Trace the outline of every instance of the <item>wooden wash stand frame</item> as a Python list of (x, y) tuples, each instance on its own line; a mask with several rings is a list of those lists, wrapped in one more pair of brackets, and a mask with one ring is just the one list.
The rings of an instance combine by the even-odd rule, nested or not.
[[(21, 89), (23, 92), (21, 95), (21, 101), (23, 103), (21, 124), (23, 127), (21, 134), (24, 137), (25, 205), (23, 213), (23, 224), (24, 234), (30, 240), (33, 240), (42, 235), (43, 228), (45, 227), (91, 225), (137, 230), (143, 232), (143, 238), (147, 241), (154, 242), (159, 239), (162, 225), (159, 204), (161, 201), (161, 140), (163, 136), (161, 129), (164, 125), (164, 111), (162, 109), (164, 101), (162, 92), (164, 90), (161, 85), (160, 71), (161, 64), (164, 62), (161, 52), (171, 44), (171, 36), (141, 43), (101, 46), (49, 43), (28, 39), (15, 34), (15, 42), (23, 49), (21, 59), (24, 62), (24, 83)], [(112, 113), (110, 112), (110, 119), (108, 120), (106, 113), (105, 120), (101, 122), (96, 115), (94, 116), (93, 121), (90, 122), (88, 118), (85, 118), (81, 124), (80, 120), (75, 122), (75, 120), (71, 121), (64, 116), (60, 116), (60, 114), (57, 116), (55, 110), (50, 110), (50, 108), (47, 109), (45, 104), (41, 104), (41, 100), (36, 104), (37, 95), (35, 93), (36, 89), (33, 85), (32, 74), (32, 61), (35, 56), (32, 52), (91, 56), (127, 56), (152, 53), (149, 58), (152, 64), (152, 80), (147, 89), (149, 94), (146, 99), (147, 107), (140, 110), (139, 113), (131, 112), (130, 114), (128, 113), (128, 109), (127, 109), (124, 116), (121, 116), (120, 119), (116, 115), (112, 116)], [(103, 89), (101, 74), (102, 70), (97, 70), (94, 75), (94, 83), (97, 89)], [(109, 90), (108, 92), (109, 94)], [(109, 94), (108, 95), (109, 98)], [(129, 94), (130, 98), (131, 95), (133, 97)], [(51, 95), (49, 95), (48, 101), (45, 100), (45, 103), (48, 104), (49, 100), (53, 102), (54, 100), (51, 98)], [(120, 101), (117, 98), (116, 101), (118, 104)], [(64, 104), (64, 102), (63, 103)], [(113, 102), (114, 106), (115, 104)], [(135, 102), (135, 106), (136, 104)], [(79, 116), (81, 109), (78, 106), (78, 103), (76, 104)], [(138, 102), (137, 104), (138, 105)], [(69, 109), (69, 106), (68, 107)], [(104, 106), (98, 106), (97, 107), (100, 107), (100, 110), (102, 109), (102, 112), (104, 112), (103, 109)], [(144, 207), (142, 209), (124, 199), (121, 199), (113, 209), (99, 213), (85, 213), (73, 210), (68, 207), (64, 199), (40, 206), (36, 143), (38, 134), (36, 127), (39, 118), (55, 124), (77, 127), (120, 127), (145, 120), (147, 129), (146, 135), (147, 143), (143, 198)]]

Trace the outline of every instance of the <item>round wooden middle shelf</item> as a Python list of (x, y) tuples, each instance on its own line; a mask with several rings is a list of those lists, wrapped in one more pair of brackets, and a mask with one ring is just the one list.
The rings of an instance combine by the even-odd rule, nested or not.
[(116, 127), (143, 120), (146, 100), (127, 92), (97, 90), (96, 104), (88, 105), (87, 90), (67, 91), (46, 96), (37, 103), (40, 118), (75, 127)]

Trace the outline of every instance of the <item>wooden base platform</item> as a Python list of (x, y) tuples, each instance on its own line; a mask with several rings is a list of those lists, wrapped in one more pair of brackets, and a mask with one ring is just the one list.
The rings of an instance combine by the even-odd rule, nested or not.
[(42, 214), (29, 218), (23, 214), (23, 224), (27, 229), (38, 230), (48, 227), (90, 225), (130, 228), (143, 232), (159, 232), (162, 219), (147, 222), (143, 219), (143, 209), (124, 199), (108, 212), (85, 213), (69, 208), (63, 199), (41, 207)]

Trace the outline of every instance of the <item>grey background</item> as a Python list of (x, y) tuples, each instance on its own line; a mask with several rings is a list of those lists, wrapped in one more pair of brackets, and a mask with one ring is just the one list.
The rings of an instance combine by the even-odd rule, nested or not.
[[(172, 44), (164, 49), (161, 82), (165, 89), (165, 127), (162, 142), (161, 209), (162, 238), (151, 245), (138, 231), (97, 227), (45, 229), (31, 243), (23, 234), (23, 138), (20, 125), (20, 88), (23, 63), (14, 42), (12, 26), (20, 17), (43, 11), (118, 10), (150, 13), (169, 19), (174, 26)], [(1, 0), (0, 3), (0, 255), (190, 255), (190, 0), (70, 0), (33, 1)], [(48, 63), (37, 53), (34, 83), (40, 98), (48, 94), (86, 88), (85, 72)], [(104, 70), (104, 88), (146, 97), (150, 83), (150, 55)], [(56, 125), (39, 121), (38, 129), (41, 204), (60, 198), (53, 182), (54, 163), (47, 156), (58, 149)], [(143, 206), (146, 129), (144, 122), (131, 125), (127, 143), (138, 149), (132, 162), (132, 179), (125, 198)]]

────────

- **WORK INSTRUCTIONS**: Can you lay out the material above as a Markdown table with the columns "Row" and "Line", numbering each row and leaving out the blank lines?

- **TASK OUTPUT**:
| Row | Line |
|---|---|
| 1 | Trace the outline of every instance of the <item>wooden wash stand frame</item> as a Python list of (x, y) tuples, each instance on its own line; a mask with several rings is a list of those lists, wrapped in one more pair of brackets, and a mask with one ring is just the one list. |
| 2 | The rings of an instance combine by the even-odd rule, nested or not. |
| 3 | [[(21, 89), (23, 92), (21, 95), (21, 101), (23, 103), (21, 124), (23, 127), (21, 134), (24, 137), (25, 205), (23, 213), (23, 224), (24, 234), (30, 240), (33, 240), (42, 235), (43, 228), (45, 227), (91, 225), (137, 230), (143, 232), (143, 238), (147, 241), (154, 242), (159, 239), (162, 225), (159, 204), (161, 201), (161, 140), (163, 136), (161, 129), (164, 125), (164, 111), (162, 109), (164, 101), (162, 92), (164, 90), (161, 85), (160, 71), (161, 64), (164, 62), (161, 52), (171, 44), (171, 36), (141, 43), (101, 46), (49, 43), (28, 39), (15, 34), (15, 42), (23, 49), (21, 59), (24, 62), (24, 83)], [(112, 113), (110, 112), (110, 119), (108, 120), (106, 113), (105, 120), (101, 122), (96, 115), (94, 116), (93, 121), (90, 122), (88, 118), (85, 118), (81, 124), (80, 120), (75, 122), (75, 120), (71, 121), (64, 116), (60, 116), (60, 114), (57, 116), (55, 110), (50, 110), (50, 108), (47, 109), (45, 104), (41, 104), (41, 100), (36, 104), (37, 95), (35, 93), (36, 89), (33, 85), (32, 74), (32, 61), (35, 56), (32, 52), (91, 56), (127, 56), (152, 53), (149, 58), (152, 64), (152, 80), (147, 89), (149, 94), (146, 99), (147, 107), (140, 110), (139, 113), (131, 112), (130, 114), (128, 113), (128, 109), (127, 109), (124, 116), (121, 116), (120, 119), (116, 115), (112, 116)], [(103, 89), (101, 74), (102, 70), (97, 70), (94, 75), (94, 83), (97, 89)], [(109, 90), (108, 92), (109, 94)], [(109, 94), (108, 95), (109, 98)], [(129, 94), (130, 98), (131, 95), (133, 97)], [(51, 95), (49, 95), (48, 101), (45, 100), (45, 103), (48, 104), (49, 100), (53, 102), (54, 100), (51, 98)], [(120, 101), (117, 98), (116, 101), (118, 104)], [(64, 104), (64, 102), (63, 103)], [(113, 102), (114, 106), (115, 104)], [(135, 102), (135, 106), (136, 104)], [(79, 116), (81, 109), (78, 106), (78, 103), (76, 104)], [(138, 102), (137, 104), (138, 105)], [(69, 109), (69, 106), (68, 107)], [(104, 106), (98, 106), (97, 107), (100, 107), (100, 110), (102, 109), (102, 112), (104, 112), (103, 109)], [(144, 207), (142, 209), (124, 199), (121, 199), (113, 209), (99, 213), (85, 213), (73, 210), (68, 207), (64, 199), (40, 206), (36, 143), (38, 134), (36, 127), (39, 118), (55, 124), (77, 127), (120, 127), (145, 120), (147, 129), (146, 135), (147, 143), (143, 198)]] |
| 4 | Trace the outline of every instance of the <item>round wooden middle shelf</item> as a Python list of (x, y) tuples, each instance on its own line; a mask with several rings is a list of those lists, wrapped in one more pair of brackets, and a mask with one ring is just the one list. |
| 5 | The rings of an instance combine by the even-odd rule, nested or not. |
| 6 | [(116, 127), (143, 120), (146, 100), (127, 92), (97, 90), (96, 104), (88, 105), (87, 90), (67, 91), (46, 96), (37, 103), (40, 118), (75, 127)] |
| 7 | Trace the outline of every instance of the <item>wooden base platform</item> as a Python list of (x, y) tuples, each instance on its own line; a mask with several rings is a list of those lists, wrapped in one more pair of brackets, and a mask with one ring is just the one list. |
| 8 | The rings of an instance combine by the even-odd rule, nested or not. |
| 9 | [(42, 214), (29, 218), (23, 214), (23, 224), (27, 229), (38, 230), (48, 227), (90, 225), (130, 228), (143, 232), (159, 232), (162, 219), (147, 222), (143, 219), (143, 209), (124, 199), (108, 212), (85, 213), (69, 208), (63, 199), (41, 207)] |
| 10 | Trace the outline of every instance of the <item>grey background</item> as a Python list of (x, y) tuples, each instance on its own line; a mask with several rings is a list of those lists, wrapped in one more pair of brackets, and a mask with one ring is just the one list. |
| 11 | The rings of an instance combine by the even-odd rule, nested or not. |
| 12 | [[(172, 44), (164, 49), (161, 82), (165, 89), (165, 127), (162, 142), (161, 209), (162, 238), (151, 245), (138, 231), (97, 227), (45, 229), (31, 243), (23, 234), (23, 138), (20, 125), (20, 88), (23, 63), (14, 42), (12, 26), (20, 17), (43, 11), (118, 10), (150, 13), (169, 19), (174, 26)], [(1, 0), (0, 3), (0, 255), (190, 255), (190, 0), (70, 0), (33, 1)], [(48, 63), (37, 53), (34, 83), (40, 98), (48, 94), (86, 88), (85, 72)], [(104, 70), (104, 88), (146, 97), (150, 83), (150, 55)], [(56, 125), (39, 121), (38, 129), (41, 204), (60, 198), (53, 182), (54, 163), (47, 156), (58, 149)], [(143, 206), (146, 129), (144, 122), (131, 125), (127, 143), (138, 149), (132, 162), (132, 179), (125, 198)]] |